Image point grounding data
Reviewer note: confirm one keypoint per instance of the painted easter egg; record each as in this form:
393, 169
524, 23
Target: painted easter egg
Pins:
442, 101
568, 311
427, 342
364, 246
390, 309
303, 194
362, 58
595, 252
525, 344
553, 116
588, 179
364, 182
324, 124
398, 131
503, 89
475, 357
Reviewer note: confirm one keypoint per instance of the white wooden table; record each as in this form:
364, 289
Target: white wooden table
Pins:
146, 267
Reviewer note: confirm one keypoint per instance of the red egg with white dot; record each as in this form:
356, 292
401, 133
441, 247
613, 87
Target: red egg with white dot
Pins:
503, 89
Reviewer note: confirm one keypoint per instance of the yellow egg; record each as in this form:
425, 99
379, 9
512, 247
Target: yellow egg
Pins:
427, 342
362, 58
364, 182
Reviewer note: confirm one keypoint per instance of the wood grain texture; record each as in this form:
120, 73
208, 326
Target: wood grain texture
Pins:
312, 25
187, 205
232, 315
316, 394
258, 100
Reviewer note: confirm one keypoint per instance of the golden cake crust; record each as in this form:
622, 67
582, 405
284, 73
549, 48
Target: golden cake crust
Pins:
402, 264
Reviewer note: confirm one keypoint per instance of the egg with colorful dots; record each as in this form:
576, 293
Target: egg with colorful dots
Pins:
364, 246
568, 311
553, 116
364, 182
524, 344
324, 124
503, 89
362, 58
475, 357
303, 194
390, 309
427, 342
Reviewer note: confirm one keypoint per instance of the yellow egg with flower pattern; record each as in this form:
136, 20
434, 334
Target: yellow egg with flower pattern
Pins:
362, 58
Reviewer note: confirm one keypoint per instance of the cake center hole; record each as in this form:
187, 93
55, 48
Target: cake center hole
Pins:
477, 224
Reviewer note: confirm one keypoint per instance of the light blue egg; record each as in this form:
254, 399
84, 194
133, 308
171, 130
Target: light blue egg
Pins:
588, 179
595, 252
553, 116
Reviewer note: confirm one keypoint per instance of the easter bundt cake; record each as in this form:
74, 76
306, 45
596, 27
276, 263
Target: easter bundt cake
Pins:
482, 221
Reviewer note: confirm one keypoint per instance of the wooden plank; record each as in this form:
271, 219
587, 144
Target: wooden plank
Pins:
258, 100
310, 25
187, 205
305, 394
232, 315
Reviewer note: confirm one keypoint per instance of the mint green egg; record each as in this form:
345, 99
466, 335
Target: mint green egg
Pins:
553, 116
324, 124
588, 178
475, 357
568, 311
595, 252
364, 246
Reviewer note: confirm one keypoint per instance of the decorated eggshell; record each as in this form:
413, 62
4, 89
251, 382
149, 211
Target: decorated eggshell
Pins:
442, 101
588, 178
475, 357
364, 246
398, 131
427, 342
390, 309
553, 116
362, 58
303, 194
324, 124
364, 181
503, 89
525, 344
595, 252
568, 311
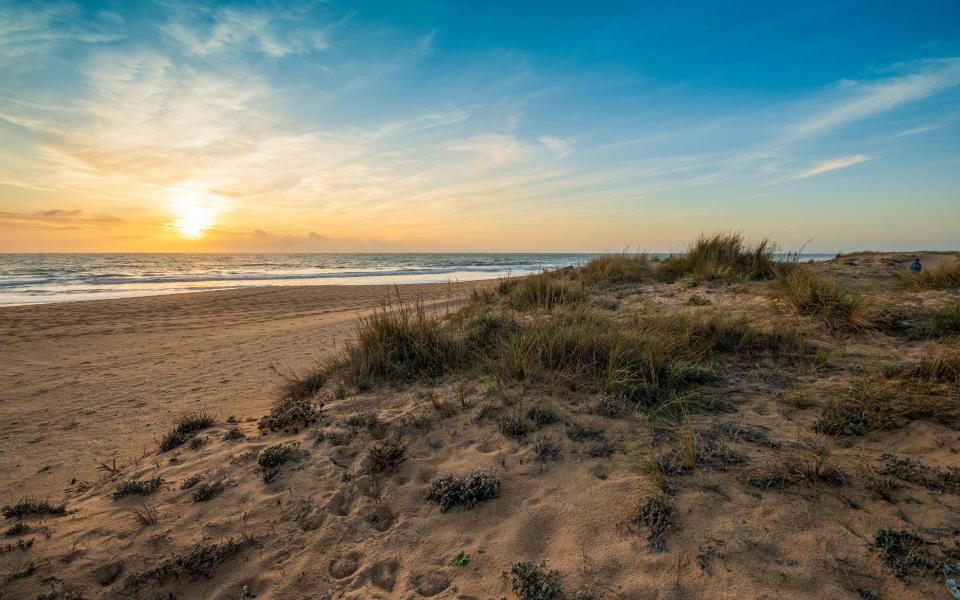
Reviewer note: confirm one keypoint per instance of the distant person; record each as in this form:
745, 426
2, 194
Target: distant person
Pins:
915, 266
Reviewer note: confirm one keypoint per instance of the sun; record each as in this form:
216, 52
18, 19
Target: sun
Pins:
193, 220
195, 212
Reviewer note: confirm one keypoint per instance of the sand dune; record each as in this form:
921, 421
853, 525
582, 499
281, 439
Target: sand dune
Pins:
86, 382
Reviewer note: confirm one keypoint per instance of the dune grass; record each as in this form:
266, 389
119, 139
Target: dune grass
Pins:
545, 291
837, 307
725, 256
879, 400
613, 269
401, 341
941, 278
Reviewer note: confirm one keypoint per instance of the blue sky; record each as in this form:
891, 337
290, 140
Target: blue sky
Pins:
463, 126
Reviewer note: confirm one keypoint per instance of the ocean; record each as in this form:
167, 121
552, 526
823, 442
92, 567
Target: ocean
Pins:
43, 278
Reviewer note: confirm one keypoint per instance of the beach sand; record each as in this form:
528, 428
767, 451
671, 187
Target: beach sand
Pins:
86, 382
767, 506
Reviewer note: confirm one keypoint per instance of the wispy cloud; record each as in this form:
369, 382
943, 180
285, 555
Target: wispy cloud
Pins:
28, 31
492, 149
559, 146
276, 33
826, 166
57, 219
863, 99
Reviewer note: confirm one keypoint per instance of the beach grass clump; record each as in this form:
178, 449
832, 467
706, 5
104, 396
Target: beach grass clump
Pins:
136, 487
450, 491
30, 507
200, 561
838, 308
942, 278
531, 581
544, 291
724, 256
878, 401
401, 342
187, 427
941, 363
616, 269
656, 514
606, 354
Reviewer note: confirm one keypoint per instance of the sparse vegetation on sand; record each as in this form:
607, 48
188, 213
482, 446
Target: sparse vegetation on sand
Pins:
714, 417
535, 582
137, 487
656, 514
186, 429
200, 561
450, 491
826, 299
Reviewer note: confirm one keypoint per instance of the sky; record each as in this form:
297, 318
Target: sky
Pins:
187, 126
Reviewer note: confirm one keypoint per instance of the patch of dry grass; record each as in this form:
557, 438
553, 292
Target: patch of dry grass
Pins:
612, 269
838, 308
878, 401
543, 291
724, 256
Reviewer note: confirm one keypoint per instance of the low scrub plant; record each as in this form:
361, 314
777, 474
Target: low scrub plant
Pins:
187, 427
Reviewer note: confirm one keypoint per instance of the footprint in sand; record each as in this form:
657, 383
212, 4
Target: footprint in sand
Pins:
341, 504
383, 574
379, 516
345, 565
430, 583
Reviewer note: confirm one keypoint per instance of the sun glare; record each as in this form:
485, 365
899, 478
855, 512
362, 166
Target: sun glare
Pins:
195, 213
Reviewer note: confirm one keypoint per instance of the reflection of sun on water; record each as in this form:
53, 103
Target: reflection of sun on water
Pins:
195, 212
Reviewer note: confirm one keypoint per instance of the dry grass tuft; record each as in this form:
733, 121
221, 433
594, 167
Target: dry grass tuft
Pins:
543, 291
612, 269
535, 582
725, 256
186, 429
838, 308
656, 513
941, 363
401, 342
879, 401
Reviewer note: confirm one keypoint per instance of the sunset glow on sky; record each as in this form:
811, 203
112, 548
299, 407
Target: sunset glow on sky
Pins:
453, 126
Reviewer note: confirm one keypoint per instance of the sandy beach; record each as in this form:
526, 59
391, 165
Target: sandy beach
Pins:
631, 429
86, 382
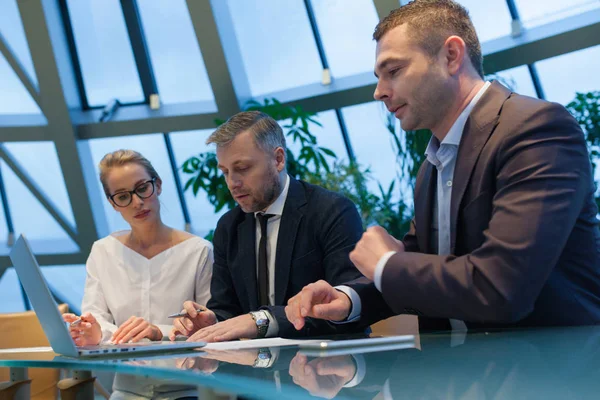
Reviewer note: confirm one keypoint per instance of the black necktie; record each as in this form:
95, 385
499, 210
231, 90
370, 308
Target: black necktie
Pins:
263, 261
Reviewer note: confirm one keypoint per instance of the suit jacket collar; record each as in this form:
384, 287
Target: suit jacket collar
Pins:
478, 128
293, 212
246, 232
425, 190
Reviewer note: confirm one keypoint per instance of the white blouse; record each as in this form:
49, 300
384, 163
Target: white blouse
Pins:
121, 283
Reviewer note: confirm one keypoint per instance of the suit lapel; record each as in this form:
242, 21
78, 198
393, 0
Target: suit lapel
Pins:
477, 130
288, 229
247, 251
424, 190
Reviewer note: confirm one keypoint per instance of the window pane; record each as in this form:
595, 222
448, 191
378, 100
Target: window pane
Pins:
330, 134
518, 80
11, 299
582, 76
491, 18
202, 213
347, 34
539, 12
11, 28
14, 98
3, 229
178, 65
276, 43
41, 163
153, 148
31, 218
68, 283
104, 50
372, 142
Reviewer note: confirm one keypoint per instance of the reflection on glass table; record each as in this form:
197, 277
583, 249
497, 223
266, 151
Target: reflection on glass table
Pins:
528, 363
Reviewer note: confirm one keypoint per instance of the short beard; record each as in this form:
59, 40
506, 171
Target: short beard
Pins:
270, 191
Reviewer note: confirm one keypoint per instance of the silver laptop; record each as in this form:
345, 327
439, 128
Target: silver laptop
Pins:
55, 327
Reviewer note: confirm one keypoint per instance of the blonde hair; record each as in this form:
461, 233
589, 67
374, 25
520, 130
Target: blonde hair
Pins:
430, 23
118, 159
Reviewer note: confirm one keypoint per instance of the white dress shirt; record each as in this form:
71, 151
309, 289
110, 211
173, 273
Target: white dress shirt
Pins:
121, 283
275, 209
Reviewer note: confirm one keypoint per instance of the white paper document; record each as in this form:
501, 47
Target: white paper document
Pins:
258, 343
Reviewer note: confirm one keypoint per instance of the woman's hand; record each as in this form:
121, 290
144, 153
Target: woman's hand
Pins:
135, 329
87, 332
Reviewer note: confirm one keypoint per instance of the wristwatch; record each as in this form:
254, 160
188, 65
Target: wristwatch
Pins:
263, 358
262, 323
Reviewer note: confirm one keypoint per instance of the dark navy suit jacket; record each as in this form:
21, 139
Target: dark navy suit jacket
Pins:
318, 229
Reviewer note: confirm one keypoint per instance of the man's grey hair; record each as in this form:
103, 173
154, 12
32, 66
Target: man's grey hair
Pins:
268, 135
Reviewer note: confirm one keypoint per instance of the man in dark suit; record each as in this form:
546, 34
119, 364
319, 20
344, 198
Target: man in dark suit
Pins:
283, 235
505, 230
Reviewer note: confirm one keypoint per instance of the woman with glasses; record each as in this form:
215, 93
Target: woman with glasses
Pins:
136, 278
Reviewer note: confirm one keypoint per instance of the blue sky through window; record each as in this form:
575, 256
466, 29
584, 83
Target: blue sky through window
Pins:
178, 65
104, 50
276, 43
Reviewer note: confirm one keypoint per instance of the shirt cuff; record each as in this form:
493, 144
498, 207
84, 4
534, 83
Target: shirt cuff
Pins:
354, 300
361, 370
165, 329
379, 268
273, 329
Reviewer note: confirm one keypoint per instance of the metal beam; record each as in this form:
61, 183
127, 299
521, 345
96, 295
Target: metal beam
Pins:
139, 48
205, 27
37, 192
6, 209
539, 43
24, 127
47, 259
139, 120
45, 31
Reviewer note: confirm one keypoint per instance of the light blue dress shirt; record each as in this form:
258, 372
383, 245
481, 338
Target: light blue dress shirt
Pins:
443, 157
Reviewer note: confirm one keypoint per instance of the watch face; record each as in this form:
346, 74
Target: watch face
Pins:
260, 318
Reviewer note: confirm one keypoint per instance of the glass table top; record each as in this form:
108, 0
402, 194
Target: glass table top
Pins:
534, 363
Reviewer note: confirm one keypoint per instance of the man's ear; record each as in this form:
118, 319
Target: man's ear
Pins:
280, 159
455, 51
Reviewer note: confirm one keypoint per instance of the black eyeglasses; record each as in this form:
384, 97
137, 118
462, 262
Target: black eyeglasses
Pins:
143, 191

### Problem to work on
When copying the data above, please keep exactly the lines from its first line through the line with "Target: egg with colorful dots", both ends included, and drop the rest.

### Your solution
Reviewer note: confirm one keypoint per instance of the painted easter egg; record each as in this form:
393, 169
524, 23
Target: painted easter egg
Pins:
442, 101
568, 311
427, 342
364, 246
390, 309
303, 194
362, 58
595, 252
525, 344
553, 116
588, 179
364, 182
324, 124
398, 131
503, 89
475, 357
Reviewer note: confirm one keypoint per instance of the white wooden table; record each as in this form:
364, 289
Target: white wooden table
Pins:
146, 267
Reviewer note: confirm one keypoint per instance of the red egg with white dot; record each as in this form:
356, 292
401, 133
441, 247
613, 87
Target: red egg with white dot
Pins:
503, 89
Reviewer note: confirm one keypoint per instance of the yellow egg; record each as in this form:
425, 99
379, 9
512, 247
Target: yellow egg
Pins:
427, 342
362, 58
364, 182
Reviewer note: confirm one keypoint per instance of the wood grain texture; record each as in this form:
120, 73
208, 326
Target: wood grain texture
Pins:
312, 25
187, 205
232, 315
316, 394
258, 100
Reviewer note: confirm one keypoint per instance of the golden cake crust; record each as in this form:
622, 67
582, 405
284, 73
549, 48
Target: golden cake crust
Pins:
402, 264
Reviewer note: confirm one keypoint per instance of the egg with colorful dots; record each as in this form:
576, 293
Target: egg with colorful dots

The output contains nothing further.